*** Opening Raw data ***
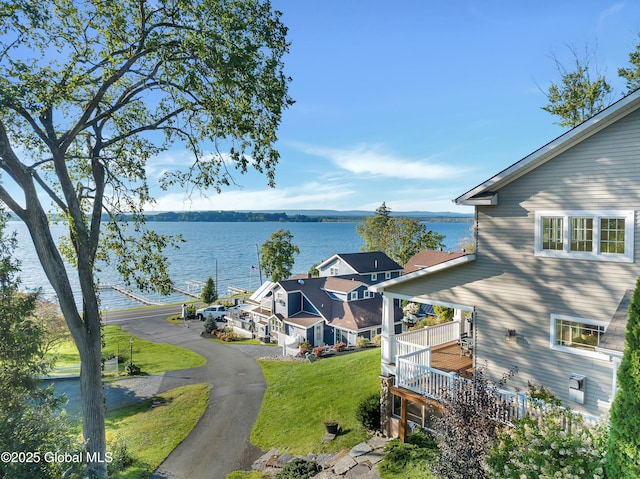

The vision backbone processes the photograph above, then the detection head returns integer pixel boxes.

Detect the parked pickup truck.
[196,304,227,321]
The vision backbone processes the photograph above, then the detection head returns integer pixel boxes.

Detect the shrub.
[312,346,324,358]
[186,304,196,319]
[379,431,438,476]
[431,365,517,479]
[203,317,218,334]
[274,458,319,479]
[334,341,347,352]
[356,336,370,348]
[125,361,141,376]
[607,277,640,478]
[355,392,380,431]
[371,334,382,347]
[107,435,135,473]
[487,408,608,479]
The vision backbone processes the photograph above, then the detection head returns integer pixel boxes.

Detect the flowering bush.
[312,346,325,358]
[403,302,420,315]
[486,408,608,479]
[334,341,347,352]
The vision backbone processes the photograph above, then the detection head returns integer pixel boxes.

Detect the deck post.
*** Closing Raw data ***
→ Problem statement
Your task is to repeat the data above exactly while excluding the pictures.

→ Completed exercise
The vision backbone processes the photograph above, then the detection head returns integer pixel boxes.

Detect the parked pickup truck.
[196,304,227,321]
The vision backbone processes the photograph above, then the detection head returns integer pixel boxes.

Detect the shrub.
[312,346,324,358]
[186,304,196,319]
[379,431,438,476]
[431,365,517,479]
[203,317,218,334]
[274,458,319,479]
[334,341,347,352]
[356,336,370,348]
[125,361,141,376]
[607,277,640,478]
[355,392,380,431]
[371,334,382,347]
[107,435,135,473]
[487,408,608,479]
The vision backbone processes the photograph above, then the detection head returns integer pixel boxes.

Detect the flowering bush.
[312,346,325,358]
[403,302,420,315]
[486,408,608,479]
[334,341,347,352]
The vision backbone processes the photograph above, then the detection head returns integer pixel boxes.

Detect the deck post.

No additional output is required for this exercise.